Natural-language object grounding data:
::::::::

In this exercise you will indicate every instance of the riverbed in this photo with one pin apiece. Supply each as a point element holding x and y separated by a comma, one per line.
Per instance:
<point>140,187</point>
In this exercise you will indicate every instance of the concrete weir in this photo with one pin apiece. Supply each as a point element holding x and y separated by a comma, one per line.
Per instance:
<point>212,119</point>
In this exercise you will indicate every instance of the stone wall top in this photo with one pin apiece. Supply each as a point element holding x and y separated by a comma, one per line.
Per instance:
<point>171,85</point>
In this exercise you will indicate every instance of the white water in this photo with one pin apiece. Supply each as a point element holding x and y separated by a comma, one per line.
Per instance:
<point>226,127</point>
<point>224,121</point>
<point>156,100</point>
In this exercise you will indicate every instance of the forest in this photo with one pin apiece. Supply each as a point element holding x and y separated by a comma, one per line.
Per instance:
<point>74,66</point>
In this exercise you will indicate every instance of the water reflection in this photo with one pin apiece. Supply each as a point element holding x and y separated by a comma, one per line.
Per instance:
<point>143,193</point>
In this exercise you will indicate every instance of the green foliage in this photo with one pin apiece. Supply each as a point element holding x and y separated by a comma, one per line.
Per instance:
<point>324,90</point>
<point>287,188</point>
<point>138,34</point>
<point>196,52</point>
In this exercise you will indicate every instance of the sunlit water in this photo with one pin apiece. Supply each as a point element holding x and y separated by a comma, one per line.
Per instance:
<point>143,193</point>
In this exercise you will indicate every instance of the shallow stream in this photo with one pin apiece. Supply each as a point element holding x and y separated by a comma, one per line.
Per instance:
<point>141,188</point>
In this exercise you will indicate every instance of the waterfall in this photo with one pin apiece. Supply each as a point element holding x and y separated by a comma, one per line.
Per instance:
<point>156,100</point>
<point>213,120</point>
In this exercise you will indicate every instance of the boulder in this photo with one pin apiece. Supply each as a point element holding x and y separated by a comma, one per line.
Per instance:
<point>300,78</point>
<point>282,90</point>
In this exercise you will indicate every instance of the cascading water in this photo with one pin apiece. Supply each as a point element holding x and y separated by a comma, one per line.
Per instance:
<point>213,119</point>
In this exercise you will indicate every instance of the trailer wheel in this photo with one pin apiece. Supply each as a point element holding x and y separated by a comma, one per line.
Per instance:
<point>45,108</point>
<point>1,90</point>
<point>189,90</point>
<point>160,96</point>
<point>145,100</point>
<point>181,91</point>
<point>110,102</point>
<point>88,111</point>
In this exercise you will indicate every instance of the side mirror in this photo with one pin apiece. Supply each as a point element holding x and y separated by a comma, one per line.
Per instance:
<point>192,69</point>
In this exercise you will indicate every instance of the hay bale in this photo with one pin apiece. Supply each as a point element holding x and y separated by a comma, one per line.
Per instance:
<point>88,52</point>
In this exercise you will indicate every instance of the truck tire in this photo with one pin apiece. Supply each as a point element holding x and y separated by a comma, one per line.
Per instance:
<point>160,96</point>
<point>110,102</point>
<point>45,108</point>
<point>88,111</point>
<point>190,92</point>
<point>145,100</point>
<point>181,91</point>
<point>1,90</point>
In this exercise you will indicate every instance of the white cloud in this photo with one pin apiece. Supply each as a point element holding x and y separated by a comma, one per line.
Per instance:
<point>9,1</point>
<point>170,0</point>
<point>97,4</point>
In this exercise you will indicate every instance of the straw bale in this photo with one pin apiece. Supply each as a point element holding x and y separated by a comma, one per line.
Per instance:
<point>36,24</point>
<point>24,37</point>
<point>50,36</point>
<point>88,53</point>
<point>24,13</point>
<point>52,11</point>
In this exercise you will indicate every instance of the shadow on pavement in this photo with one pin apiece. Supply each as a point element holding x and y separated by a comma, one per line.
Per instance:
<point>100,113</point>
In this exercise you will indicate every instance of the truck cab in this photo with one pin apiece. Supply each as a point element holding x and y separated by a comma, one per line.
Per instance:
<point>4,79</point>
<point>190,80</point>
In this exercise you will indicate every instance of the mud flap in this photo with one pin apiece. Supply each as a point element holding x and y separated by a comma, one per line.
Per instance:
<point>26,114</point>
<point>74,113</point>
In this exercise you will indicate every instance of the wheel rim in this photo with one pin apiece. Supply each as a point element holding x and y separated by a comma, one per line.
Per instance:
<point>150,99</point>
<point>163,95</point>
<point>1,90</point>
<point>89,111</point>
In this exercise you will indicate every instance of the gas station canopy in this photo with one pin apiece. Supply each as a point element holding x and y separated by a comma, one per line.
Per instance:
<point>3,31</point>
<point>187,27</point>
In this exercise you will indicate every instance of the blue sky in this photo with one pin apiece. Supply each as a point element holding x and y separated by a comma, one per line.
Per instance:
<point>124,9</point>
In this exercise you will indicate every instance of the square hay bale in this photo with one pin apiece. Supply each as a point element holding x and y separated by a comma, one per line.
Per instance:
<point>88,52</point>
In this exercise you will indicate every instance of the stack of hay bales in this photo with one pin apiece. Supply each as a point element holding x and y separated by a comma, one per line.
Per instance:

::::::::

◆ **Problem requirements**
All of the data needs to be printed once more, exactly.

◆ **Response**
In this exercise you will indicate every instance of the riverbed in this photo with one pin apiece. Supply each as a point element holding x and y separated by a comma, one per line.
Per instance:
<point>140,187</point>
In this exercise you will indicate every instance of the concrete weir in this photo with one pin apiece. Supply each as a point element holding x and y separated by a comma, one per line.
Per instance:
<point>212,119</point>
In this exercise you will indicate every instance of the stone wall top in this photo with one pin apiece. Supply each as a point element holding x and y separated by a comma, one per line.
Per instance:
<point>171,85</point>
In this exercise you will indicate every instance of the white water in this photo with one pin apiece. Supply each as a point element holding x and y separated by a comma, one per line.
Per instance:
<point>226,127</point>
<point>224,121</point>
<point>156,100</point>
In this exercise you will indicate every instance of the forest in this photo with one pin apiece. Supply each as a point element holding x and y separated by a comma, one per line.
Per instance:
<point>74,66</point>
In this exercise you will indicate every instance of the water reflection in this photo with one pin apiece. Supply each as a point element holding x and y separated by a comma, one per line.
Per instance:
<point>143,193</point>
In this exercise you will indicate every instance of the green foliage in this photo with one pin apiece. Supply each as a point element holding x and y separated by a comma, one per line.
Per instance:
<point>324,90</point>
<point>287,188</point>
<point>138,34</point>
<point>196,52</point>
In this exercise you will indicate every instance of the sunlit water in this photo with one pin apiece. Supply each as a point element holding x and y separated by a comma, one per line.
Per instance:
<point>143,193</point>
In this exercise you will indicate every instance of the shallow stream in this photo with one pin apiece. Supply each as a point element holding x and y separated by a comma, one per line.
Per instance:
<point>141,188</point>
In this exercise you will indicate every instance of the waterfall in this photo with one pin apiece. Supply each as a point element holding x and y separated by a comma, one per line.
Per instance:
<point>156,100</point>
<point>213,120</point>
In this exercise you will indicate every instance of the boulder in this photo with one pin apiece. Supply each as a point element holding x and y separated by a comma, one per line.
Per instance:
<point>300,78</point>
<point>282,90</point>
In this exercise you will indicate every instance of the cascading water in this photo with one pin apiece. Supply each as a point element holding x and y separated by a comma, one per line.
Per instance:
<point>213,119</point>
In this exercise you will indicate every instance of the trailer wheel in this photo with one pin apiece. Supply each as a point element holding x and y separated by a comma, one per line.
Per instance:
<point>45,108</point>
<point>1,90</point>
<point>189,90</point>
<point>160,96</point>
<point>145,100</point>
<point>181,91</point>
<point>110,102</point>
<point>88,111</point>
In this exercise you will indicate every instance of the side mirror in this photo with one pin apiece. Supply each as a point element holding x and y separated by a comma, one per line.
Per instance:
<point>192,69</point>
In this exercise you will indicate every instance of the hay bale in this photo with one pin apiece. Supply each as a point element holding x and y separated by a comma, one per line.
Per instance:
<point>88,52</point>
In this exercise you will indicate every instance of the truck tire in this photo with one pin apiece. Supply each as a point element holding x and y separated by a comma, one per line.
Per instance:
<point>160,96</point>
<point>110,102</point>
<point>45,108</point>
<point>88,111</point>
<point>190,92</point>
<point>145,100</point>
<point>181,91</point>
<point>1,90</point>
In this exercise you will indicate every instance of the white cloud in this photo with one pin apiece. Supply each as a point element holding x and y separated by a comma, one per line.
Per instance:
<point>9,1</point>
<point>170,0</point>
<point>97,4</point>
In this exercise you will indicate every instance of the straw bale in this photo with one pin apiece. Supply each as a point element holding x and y separated by a comma, one per line.
Per instance:
<point>36,24</point>
<point>24,37</point>
<point>50,36</point>
<point>88,53</point>
<point>24,13</point>
<point>52,11</point>
In this exercise you will indicate every instance of the shadow on pavement in this photo with one pin apiece. Supply each as a point element holding x and y separated by a comma, one per line.
Per instance:
<point>100,113</point>
In this exercise you will indicate every instance of the truck cab in this photo with one pin apiece. Supply each as a point element holding x and y separated by a comma, one per line.
Per instance:
<point>4,79</point>
<point>190,80</point>
In this exercise you will indicate every instance of the mud flap in this photo with one pin apiece. Supply each as a point element holding x and y separated by a comma, one per line.
Per instance:
<point>26,114</point>
<point>74,113</point>
In this exercise you will indicate every instance of the wheel rim in this photo with one pin apiece. Supply each as a point element holding x and y separated by a comma, one per line.
Per instance:
<point>150,99</point>
<point>163,95</point>
<point>1,90</point>
<point>89,111</point>
In this exercise you will indicate every instance of the gas station canopy in this photo with one pin apiece. Supply each as a point element holding x and y separated by a comma, one per line.
Per instance:
<point>3,31</point>
<point>187,27</point>
In this exercise you will indicate every instance of the blue sky in this photo with one pin apiece. Supply each as a point element holding x and y separated by a comma, one per line.
Per instance:
<point>124,9</point>
In this exercise you will indicate every instance of the square hay bale in this photo with one pin apiece. Supply each as a point element holding x and y separated by a comma, one per line.
Per instance:
<point>88,52</point>
In this exercise you will indicate every instance of the stack of hay bales in this photo with one pin apiece. Supply each as a point element holding x and y separated by a comma, one per line.
Per instance:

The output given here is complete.